## START

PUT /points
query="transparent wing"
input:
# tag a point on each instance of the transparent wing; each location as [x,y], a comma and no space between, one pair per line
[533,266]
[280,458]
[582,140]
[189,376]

## END

__Instruction__: Give these records as a two-column CSV with the columns prompt_text and answer_text, one row per record. Put each record's text and its answer in one quoted field each, with line breaks replaced by spaces.

__Finished answer__:
prompt_text,answer_text
"PUT /points query=""transparent wing"" input: # tag a point on each instance of the transparent wing; each location as [x,y], a comma and no space between, one pair per line","[533,266] [280,458] [582,140] [189,376]"